Task statement :: In the article on Claude Code skills and subagents, turn the paragraph that begins "Use a skill when you want Claude" into a short list that keeps its main facts.
BEGIN Quoted passage
Claude Code skills vs subagents: when to use which
Skills, subagents, slash commands and hooks all extend Claude Code. Here's the actual decision tree for which one fits which job.
Use a skill when you want Claude to gain a new capability it can choose when to invoke. Use a subagent when you want to delegate a big, self-contained chunk of work that should run in its own context. Skills shape behaviour; subagents do work.
Claude Code’s extensibility surface, skills, subagents, slash commands, hooks, looks intimidating at first because the names overlap with each other and with industry terms that mean different things elsewhere. Here’s the actual decision tree, with Australian small-business examples.
The four primitives
| Primitive | What it is | Who decides when it runs |
|---|---|---|
| Slash command | A typed shortcut that expands to a prompt | You |
| Hook | A shell command on an event | The harness (Claude Code itself) |
| Skill | A capability with instructions Claude can invoke | The model |
| Subagent | A separate Claude instance with its own context | You or the model (via Agent tool) |
When to use a skill
Skills are best when:
- You have a repeatable workflow Claude should know about (e.g. “when writing a blog post in this repo, always include AuthorByline and KeyTakeaways components”)
END Quoted passage
BEGIN Given data
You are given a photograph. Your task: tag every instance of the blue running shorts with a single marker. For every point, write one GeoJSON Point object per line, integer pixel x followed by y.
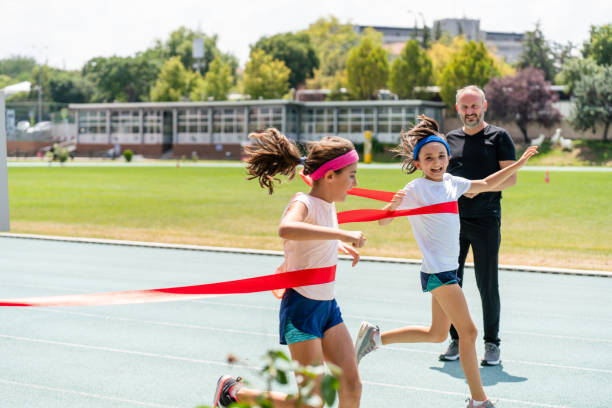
END Given data
Answer space ::
- Skill: gives Claude a new capability that Claude can decide when to use.
- Subagent: takes over a large, self-contained piece of work that runs in its own context.
- In short, skills shape behavior, and subagents do work.